Extract –
Chairman of the Board of Naftogaz Ukraine
- In office July 14, 2000 – February 5, 2002
- Preceded by: Ihor Didenko
- Succeeded by: Yuriy Boyko

Personal details
- Born: 19 September 1958 (age 67) Kadiivka, Luhansk Oblast, Ukrainian SSR
- Alma mater: Moscow State Mining University

= Vadym Kopylov =

Ukrainian politician

Vadym Anatoliiovych Kopylov (Вадим Анатолійович Копилов) is a Ukrainian statesman.

He has served as deputy chairman of State Tax Service of Ukraine, deputy minister of Coal Industry, Finance, first deputy minister of Fuel and Energy, Finance, Economic Development and Trade of Ukraine. Chairman of the Board of Naftogaz Ukraine in 2000–2002 years.

== Biography ==

=== Early years===

Vadym Kopylov was born on September 19, 1958, in Kadiivka (formerly Stakhanov) (Luhansk Oblast, Ukrainian SSR). In 1980, he graduated from the Moscow State Mining University (specialty: mining engineer and economist).

=== Career ===

- 1980–1984: mining master, district mining setter, chairman of Labor and Wages Department in Mine named XXII Congress of the CPSU of production association Stahanovvuhillya
- 1984–1989: chief economist, Mine named Kirov of production association Stahanovvuhillya
- 1989–1994: chairman of Planning and Economic Department, deputy general director - director of economics of production association Luganskvuhillya
- 1994–1996: deputy minister of Coal Industry
- 1996 - deputy general director of the production association Luganskvuhillya
- 1996–1998: chairman of General Department of enforcement of tax payments (State Tax Administration of Ukraine)

Dataset –
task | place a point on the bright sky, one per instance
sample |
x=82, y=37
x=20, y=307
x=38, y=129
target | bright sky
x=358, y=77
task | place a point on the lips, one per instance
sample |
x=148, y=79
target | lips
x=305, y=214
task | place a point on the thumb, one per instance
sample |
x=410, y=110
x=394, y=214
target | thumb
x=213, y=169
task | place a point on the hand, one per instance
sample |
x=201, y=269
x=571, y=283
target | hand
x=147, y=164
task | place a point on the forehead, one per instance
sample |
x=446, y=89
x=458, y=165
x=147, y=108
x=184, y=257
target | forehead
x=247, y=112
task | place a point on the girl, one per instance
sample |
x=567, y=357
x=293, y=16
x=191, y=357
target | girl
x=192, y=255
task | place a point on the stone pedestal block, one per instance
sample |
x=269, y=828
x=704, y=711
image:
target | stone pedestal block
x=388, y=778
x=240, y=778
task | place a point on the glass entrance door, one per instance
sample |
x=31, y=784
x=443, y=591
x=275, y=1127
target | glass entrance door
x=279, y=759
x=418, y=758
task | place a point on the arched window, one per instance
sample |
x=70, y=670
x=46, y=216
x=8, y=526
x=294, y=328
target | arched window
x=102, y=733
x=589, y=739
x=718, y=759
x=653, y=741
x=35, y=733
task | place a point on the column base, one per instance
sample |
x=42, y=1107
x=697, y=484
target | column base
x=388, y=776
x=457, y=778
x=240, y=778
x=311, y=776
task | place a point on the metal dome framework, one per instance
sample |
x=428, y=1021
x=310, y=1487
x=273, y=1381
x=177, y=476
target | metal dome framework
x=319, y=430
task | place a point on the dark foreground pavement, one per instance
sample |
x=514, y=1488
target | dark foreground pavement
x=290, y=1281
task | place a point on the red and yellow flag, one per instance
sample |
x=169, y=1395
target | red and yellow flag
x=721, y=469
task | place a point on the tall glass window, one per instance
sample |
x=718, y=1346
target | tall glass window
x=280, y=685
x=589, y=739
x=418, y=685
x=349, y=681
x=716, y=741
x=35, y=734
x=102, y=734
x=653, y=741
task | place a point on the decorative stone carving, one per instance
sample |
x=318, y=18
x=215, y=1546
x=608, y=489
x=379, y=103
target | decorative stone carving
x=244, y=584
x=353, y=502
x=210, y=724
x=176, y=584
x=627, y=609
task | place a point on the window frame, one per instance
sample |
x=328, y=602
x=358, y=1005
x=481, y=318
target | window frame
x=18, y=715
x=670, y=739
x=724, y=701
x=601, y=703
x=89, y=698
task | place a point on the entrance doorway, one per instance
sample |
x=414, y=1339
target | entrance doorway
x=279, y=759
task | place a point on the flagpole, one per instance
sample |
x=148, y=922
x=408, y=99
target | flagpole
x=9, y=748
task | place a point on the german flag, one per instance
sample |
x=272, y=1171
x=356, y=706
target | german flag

Direction 1 –
Going by the Vadym Kopylov biography, list every year or span of years that begins an entry in its career section.
Direction 2 –
Carry on the Vadym Kopylov biography past its last career entry.

Exercise output 1 –
1980–1984, 1984–1989, 1989–1994, 1994–1996, 1996, 1996–1998

Exercise output 2 –
- 1998–2000: deputy chairman of the State Tax Administration of Ukraine
- July 14, 2000 – February 5, 2002: first deputy minister of Fuel and Energy - chairman of the board of Naftogaz Ukraine
- 2002–2003: deputy chairman of the State Tax Administration of Ukraine (again)
- 2003–2003: deputy state secretary (Ministry of Finance of Ukraine)
- 2003–2004: deputy minister of Finance
- 2004–2005: deputy chairman of the State Tax Administration of Ukraine (3d time)
- 2005–2006: chairman of the Supervisory Board of universal commercial bank Cambio
- 2006–2007: 1st deputy minister of Finance
- March 11, 2010 – December 28, 2010: 1st deputy minister of Finance (again)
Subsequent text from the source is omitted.